Rewrite the Lustre bug report from the words "Description" through the words "to Robinhood startup.", swapping in "successive" wherever "consecutive" appears.

─── Source

Uploaded image for project: 'Lustre'
  1. Lustre
  2. LU-5145

kernel slab data memory coruption on MDS due to a file with truncated link extended attribute

Details

    • Bug
    • Resolution: Duplicate
    • Critical
    • None
    • Lustre 2.4.3
    • None
    • 3
    • 14196

    Description

      Hi,

      CEA had 3 consecutive crashes of MDS server due to a corruption of kernel slab, and these crashes were concomitant to Robinhood startup.

      In fact in the Lustre Changelogs we can see a line like:

      4281746500 01CREAT 17:47:33.690285184 2014.03.25 0x0 t=[0x22cb19e89:0x1f9c9:0x0] p=[0x22cb19e89:0x1f9c8:0x0] GRANDEURS_CENTREES
      

      And this is because Robinhood tried to process this Changelog entry that we crashed the MDS. Indeed, looking at the MDT with debugfs, we found out that this file was under the /OBJECTS directory (it used to be a regular file, that was moved here by Lustre for an unkown reason), and that its link EA was containing zero fid (link = "df f1 ea 11 00 00 00 00 18 00 00 00 00 00 00 00 00 00 00 00 00 00 00 00 " (24)).

──────
─── Entries provided

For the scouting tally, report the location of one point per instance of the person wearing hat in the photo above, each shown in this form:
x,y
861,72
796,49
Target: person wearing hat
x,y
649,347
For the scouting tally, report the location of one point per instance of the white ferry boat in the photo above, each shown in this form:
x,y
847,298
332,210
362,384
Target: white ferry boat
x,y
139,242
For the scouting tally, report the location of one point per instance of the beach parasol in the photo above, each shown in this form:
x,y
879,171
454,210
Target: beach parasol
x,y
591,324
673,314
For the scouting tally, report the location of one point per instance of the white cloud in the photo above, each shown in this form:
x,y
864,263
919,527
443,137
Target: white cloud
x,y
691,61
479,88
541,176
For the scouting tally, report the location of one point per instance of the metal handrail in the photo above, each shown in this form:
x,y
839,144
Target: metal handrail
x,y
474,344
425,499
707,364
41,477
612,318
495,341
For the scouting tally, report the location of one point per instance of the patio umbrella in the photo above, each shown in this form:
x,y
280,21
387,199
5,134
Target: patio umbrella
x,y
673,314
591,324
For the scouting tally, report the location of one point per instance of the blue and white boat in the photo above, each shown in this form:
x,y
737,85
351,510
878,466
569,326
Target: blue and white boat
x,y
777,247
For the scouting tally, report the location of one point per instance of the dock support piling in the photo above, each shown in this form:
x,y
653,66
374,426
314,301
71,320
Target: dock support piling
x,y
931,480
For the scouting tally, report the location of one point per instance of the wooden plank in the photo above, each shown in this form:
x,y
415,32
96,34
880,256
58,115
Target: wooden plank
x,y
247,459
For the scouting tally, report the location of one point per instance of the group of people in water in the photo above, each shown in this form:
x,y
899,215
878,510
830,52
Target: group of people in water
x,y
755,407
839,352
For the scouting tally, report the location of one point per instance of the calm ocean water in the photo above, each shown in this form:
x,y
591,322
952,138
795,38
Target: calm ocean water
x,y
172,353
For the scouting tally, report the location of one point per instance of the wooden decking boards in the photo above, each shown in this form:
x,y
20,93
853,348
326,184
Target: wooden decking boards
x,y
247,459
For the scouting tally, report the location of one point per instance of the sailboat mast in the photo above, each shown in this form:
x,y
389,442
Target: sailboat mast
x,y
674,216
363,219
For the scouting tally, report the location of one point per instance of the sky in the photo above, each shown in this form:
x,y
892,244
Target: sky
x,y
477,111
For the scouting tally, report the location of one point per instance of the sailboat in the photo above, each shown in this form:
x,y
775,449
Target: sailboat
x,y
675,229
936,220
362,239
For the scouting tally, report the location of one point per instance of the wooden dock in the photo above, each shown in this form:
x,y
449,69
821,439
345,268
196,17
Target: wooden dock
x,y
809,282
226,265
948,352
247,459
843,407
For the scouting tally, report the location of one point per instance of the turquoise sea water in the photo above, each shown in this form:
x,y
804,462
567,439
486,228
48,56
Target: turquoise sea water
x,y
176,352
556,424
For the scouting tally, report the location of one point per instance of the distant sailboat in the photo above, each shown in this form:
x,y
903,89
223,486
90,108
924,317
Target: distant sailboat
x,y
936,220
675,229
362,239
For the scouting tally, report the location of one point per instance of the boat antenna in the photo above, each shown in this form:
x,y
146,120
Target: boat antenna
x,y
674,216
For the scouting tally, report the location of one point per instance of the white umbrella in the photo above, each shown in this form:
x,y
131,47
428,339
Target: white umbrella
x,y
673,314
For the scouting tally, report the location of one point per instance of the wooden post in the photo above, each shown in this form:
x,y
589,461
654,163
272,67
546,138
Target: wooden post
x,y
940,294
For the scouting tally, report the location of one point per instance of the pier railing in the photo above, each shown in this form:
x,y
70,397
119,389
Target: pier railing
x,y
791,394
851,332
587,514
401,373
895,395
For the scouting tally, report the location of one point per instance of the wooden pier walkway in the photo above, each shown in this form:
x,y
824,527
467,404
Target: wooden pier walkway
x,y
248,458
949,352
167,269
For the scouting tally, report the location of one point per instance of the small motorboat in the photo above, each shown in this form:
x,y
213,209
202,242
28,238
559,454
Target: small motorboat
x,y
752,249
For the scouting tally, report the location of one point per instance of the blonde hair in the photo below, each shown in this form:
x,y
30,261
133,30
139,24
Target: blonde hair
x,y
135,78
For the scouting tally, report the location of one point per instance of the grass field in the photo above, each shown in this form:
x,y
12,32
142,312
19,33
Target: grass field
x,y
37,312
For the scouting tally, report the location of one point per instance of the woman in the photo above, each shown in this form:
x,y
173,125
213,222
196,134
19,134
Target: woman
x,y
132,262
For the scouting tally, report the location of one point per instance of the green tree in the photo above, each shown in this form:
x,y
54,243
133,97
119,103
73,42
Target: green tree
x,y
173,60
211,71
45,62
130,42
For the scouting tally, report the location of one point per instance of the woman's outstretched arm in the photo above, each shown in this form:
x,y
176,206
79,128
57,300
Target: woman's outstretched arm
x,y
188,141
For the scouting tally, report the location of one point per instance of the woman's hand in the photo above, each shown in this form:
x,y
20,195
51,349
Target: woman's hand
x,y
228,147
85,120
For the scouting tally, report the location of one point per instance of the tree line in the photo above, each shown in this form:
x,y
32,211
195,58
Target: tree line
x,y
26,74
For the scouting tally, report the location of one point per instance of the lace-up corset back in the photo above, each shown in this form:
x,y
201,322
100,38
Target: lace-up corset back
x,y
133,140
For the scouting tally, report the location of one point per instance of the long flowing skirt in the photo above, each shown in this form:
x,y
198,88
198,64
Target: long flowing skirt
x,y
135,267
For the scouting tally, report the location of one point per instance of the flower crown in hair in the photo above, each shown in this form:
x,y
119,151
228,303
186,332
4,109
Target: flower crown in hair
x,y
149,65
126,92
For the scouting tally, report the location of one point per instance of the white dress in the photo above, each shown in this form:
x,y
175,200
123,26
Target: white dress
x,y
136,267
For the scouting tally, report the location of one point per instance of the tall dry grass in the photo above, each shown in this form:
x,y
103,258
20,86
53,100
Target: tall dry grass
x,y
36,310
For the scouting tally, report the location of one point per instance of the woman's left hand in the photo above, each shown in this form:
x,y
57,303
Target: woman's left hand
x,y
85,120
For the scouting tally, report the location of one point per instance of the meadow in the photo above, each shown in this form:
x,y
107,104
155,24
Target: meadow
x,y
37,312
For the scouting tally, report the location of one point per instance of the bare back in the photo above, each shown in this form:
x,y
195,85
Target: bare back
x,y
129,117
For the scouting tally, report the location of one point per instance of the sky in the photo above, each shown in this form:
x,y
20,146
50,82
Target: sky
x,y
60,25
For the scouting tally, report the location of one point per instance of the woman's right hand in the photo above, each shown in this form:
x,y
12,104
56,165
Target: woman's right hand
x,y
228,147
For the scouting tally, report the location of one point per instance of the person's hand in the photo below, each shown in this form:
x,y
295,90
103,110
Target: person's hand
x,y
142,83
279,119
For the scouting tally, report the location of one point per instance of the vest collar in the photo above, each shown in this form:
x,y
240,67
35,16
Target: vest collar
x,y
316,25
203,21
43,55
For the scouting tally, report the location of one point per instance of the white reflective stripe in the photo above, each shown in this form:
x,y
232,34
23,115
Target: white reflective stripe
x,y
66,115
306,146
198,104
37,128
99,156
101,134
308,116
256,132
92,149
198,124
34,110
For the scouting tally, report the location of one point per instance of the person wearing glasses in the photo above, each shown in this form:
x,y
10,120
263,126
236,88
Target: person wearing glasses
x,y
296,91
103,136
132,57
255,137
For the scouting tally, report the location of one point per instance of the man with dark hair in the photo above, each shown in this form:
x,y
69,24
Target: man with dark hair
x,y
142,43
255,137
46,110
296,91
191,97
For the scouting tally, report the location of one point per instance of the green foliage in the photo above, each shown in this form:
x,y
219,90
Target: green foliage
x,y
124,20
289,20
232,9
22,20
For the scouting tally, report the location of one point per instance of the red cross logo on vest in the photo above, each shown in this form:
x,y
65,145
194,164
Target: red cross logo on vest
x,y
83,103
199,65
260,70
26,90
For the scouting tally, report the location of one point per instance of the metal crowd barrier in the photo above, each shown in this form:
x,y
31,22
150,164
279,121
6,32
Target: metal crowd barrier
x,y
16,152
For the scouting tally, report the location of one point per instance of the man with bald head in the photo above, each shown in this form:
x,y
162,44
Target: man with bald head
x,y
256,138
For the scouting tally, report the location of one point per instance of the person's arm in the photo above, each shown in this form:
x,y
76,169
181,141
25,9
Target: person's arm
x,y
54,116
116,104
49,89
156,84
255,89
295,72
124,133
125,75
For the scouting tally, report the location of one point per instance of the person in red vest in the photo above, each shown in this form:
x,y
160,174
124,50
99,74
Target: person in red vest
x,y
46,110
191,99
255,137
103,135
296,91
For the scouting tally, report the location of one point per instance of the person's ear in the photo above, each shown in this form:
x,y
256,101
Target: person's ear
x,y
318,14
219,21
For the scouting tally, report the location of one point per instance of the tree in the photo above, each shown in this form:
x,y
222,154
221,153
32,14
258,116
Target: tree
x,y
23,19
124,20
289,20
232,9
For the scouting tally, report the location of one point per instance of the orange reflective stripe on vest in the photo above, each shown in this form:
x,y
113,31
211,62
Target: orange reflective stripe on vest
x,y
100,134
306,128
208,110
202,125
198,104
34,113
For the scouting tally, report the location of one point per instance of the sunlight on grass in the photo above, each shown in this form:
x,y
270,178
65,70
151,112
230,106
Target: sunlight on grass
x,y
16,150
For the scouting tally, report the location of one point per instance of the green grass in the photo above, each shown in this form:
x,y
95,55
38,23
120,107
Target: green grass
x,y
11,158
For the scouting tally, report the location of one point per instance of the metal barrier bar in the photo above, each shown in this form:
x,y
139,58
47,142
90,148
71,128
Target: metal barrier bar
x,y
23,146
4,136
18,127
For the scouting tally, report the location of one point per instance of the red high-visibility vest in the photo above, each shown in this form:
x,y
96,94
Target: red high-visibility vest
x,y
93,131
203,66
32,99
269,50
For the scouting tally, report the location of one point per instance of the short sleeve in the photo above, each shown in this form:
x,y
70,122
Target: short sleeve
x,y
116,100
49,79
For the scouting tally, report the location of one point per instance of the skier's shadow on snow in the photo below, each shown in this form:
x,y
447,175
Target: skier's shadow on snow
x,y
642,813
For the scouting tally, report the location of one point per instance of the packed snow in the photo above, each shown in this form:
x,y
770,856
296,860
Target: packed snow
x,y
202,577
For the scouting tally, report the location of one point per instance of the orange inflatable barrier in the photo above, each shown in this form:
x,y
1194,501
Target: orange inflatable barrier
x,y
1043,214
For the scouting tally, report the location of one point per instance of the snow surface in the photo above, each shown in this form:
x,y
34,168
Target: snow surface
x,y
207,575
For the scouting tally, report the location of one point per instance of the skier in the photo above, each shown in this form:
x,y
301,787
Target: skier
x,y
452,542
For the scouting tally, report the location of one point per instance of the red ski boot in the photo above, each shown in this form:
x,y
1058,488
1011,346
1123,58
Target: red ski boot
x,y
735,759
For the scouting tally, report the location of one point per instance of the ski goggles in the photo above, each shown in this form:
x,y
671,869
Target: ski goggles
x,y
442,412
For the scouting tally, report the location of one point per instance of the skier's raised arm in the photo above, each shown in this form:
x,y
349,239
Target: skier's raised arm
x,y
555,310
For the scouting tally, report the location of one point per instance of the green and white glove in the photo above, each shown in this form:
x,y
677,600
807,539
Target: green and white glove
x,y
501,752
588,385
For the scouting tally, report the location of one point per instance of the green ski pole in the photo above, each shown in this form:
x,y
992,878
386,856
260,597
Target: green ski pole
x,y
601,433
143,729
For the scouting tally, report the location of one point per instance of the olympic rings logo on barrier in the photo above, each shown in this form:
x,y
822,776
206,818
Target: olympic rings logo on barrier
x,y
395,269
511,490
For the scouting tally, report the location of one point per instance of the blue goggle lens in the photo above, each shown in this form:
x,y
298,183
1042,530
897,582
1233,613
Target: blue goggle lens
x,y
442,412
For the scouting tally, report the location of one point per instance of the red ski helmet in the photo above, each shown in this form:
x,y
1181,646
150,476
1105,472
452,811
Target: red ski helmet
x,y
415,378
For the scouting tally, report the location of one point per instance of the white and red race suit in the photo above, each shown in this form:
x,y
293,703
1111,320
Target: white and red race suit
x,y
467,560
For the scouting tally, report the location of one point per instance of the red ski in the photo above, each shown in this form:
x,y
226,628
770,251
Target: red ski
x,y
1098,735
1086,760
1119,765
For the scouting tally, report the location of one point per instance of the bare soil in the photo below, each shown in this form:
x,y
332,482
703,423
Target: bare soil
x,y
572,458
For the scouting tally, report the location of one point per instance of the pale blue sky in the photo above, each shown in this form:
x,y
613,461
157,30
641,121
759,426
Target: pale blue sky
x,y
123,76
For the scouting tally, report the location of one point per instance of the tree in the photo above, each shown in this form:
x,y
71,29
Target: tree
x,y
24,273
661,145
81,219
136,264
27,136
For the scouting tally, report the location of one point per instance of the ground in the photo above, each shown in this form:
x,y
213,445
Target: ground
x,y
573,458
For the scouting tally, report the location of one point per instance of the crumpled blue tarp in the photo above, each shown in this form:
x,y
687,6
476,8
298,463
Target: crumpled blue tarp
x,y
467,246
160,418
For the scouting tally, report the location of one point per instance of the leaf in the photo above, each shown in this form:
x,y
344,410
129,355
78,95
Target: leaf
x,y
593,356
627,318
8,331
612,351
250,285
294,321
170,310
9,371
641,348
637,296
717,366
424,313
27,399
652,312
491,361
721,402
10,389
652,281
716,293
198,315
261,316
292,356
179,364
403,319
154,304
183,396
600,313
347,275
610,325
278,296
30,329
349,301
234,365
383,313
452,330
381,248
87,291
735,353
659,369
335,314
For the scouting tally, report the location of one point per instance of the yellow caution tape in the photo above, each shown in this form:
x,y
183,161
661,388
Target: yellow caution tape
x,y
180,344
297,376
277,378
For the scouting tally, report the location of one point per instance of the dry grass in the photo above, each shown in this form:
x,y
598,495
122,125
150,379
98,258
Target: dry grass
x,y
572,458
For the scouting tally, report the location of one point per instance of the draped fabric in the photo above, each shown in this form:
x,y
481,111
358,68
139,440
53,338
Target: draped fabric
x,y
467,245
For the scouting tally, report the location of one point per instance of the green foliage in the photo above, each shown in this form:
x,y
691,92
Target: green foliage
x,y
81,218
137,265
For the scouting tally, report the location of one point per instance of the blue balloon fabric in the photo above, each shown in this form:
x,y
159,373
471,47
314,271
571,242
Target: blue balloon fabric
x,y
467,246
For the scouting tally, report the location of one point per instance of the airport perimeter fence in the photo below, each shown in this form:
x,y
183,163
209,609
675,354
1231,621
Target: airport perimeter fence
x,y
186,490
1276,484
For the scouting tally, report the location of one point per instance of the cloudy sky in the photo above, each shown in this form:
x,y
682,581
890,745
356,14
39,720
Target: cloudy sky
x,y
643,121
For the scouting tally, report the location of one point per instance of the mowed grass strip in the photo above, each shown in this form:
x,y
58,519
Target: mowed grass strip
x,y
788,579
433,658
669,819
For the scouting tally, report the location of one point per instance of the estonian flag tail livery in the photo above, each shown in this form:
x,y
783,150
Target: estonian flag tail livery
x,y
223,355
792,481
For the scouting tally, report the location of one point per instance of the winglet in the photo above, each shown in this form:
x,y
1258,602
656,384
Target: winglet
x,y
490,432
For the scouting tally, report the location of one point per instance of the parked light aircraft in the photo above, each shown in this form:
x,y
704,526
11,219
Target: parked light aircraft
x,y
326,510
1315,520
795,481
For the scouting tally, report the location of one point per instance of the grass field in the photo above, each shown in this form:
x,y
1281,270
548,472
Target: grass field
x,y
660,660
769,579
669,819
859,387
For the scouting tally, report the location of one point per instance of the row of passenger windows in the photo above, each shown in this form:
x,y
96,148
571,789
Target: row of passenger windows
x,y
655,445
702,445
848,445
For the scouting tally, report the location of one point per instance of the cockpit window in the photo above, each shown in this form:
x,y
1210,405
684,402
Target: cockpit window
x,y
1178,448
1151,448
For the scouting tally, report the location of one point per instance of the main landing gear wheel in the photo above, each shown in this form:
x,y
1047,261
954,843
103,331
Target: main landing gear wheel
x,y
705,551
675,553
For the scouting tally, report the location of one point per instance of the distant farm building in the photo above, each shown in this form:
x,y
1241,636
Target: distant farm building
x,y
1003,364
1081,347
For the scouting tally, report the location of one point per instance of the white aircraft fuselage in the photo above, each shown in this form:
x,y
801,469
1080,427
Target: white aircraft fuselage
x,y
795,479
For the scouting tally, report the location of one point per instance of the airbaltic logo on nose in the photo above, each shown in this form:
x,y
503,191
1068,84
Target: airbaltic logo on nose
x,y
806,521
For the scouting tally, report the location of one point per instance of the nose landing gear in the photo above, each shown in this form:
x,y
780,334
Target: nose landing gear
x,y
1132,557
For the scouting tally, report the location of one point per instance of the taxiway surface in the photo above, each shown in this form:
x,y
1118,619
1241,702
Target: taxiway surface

──────

→ **Solution below**
Description

      Hi,

      CEA had 3 successive crashes of MDS server due to a corruption of kernel slab, and these crashes were concomitant to Robinhood startup.